WHAT IS NEEDED: Treat the line containing "this sample: (356,22)." as the first line and the final line of the material below as the last; reproduce that range exactly.

──────────

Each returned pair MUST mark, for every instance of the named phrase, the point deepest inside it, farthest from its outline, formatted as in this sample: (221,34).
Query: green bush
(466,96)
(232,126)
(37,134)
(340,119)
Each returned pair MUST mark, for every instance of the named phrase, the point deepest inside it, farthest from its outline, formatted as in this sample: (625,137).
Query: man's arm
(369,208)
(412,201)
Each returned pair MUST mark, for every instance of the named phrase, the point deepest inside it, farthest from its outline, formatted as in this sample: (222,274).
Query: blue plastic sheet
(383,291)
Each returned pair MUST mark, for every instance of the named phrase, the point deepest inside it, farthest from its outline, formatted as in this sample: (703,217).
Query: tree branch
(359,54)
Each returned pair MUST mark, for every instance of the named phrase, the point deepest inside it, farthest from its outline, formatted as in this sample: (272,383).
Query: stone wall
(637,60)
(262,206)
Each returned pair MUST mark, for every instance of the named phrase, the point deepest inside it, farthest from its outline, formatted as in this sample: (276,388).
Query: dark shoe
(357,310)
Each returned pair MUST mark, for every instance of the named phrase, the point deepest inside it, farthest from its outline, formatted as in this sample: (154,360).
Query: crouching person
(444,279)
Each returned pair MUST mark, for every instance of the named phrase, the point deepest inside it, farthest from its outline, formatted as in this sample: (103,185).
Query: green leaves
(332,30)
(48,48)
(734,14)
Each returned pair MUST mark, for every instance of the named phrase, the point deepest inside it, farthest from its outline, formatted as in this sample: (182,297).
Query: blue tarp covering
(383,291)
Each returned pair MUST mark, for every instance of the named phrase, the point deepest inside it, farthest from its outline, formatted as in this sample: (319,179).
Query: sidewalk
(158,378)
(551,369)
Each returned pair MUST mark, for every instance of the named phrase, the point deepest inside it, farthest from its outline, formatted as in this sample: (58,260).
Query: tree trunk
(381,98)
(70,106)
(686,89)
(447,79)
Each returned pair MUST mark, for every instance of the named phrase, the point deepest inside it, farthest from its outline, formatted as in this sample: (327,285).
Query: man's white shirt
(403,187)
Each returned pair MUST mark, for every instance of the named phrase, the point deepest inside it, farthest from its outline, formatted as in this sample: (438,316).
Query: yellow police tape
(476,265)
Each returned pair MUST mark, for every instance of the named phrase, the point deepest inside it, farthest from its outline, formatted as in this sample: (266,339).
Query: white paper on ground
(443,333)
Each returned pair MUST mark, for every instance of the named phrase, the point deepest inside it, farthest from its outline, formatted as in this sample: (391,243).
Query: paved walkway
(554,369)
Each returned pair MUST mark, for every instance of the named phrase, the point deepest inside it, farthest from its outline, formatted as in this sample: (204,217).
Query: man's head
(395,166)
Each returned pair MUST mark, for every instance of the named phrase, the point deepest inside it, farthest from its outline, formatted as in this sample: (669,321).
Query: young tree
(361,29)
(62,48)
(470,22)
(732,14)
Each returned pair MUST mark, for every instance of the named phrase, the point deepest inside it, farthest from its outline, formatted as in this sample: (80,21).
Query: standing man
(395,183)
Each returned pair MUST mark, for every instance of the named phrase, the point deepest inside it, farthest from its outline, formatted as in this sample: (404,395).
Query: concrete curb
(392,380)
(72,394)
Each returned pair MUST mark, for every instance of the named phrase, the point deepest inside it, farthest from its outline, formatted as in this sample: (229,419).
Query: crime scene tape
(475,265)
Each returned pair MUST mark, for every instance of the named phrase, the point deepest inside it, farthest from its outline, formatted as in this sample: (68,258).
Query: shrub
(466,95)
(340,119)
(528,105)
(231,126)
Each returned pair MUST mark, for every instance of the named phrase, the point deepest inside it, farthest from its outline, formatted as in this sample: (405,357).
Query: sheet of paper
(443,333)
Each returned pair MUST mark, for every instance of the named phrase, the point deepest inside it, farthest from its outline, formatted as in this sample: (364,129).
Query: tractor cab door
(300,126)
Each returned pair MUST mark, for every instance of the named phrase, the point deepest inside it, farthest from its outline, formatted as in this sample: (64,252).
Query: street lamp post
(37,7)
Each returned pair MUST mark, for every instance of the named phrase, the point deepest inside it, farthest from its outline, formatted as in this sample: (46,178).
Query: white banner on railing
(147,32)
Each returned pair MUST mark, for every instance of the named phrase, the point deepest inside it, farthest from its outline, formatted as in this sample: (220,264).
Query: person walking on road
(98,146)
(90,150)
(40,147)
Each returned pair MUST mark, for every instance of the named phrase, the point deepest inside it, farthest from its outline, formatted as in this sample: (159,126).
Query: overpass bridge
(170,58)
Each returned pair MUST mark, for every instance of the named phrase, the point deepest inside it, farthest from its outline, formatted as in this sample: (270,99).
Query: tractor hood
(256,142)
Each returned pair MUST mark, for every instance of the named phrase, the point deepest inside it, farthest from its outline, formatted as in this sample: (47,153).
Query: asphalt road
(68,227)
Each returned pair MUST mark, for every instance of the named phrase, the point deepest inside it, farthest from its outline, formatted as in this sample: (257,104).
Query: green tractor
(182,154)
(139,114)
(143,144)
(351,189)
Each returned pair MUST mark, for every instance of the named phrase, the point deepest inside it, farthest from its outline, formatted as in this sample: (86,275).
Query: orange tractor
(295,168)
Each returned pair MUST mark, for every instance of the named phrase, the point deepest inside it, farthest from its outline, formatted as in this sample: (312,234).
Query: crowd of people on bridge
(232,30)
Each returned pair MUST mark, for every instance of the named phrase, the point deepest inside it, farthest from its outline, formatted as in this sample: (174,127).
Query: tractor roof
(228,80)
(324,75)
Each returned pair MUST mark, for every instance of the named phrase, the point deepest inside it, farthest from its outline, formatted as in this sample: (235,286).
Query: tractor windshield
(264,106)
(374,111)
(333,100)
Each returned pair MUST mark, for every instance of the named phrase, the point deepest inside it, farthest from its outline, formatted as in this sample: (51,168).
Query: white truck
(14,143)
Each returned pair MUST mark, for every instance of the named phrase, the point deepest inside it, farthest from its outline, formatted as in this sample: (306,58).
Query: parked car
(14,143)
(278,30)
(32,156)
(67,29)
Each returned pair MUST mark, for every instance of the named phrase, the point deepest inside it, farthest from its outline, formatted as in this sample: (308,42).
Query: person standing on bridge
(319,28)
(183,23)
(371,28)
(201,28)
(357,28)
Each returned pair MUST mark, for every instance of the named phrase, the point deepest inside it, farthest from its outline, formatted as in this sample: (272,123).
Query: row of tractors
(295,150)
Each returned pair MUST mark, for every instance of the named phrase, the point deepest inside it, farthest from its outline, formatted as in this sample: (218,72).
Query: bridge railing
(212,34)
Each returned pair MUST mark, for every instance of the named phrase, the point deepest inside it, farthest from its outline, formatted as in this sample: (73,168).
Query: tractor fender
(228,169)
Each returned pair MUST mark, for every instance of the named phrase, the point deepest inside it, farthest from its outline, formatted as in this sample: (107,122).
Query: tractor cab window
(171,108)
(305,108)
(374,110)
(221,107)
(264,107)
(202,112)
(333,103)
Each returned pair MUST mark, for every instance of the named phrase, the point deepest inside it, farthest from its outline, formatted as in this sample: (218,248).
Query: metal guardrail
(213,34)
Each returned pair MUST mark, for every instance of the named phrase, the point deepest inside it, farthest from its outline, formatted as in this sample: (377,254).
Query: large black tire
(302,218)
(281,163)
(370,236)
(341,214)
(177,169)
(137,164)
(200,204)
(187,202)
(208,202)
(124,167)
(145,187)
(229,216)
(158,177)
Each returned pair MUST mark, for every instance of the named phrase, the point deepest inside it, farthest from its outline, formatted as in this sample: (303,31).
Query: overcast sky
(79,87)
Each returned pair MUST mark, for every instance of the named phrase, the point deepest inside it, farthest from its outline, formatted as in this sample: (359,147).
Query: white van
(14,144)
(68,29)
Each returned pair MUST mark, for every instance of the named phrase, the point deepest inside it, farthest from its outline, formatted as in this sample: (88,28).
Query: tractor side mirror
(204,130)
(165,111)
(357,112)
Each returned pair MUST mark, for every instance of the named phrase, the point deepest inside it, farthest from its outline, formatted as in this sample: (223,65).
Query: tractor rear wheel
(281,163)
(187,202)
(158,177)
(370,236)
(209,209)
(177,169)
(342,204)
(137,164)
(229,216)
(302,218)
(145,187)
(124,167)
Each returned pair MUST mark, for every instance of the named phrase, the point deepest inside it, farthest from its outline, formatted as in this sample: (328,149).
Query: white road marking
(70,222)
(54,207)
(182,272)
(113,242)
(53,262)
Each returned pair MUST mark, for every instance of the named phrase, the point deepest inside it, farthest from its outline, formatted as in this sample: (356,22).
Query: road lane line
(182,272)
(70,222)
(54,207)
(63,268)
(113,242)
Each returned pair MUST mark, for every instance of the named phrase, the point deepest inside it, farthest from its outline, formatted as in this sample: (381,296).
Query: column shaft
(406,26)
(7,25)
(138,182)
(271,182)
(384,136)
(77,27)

──────────

EXERCISE RESPONSE:
Each returned pair MUST mark, for every instance of the named phrase, the point deepest inside it, farthest from its outline, formatted as in this sample: (356,22).
Query: road lane line
(182,272)
(70,222)
(54,207)
(63,268)
(113,242)
Each returned pair MUST mark, for every instance of the named phrase, the point deepest inside it, farthest from its outline, formatted as in this sample: (381,296).
Query: column shaft
(406,26)
(7,25)
(138,182)
(271,182)
(384,136)
(77,27)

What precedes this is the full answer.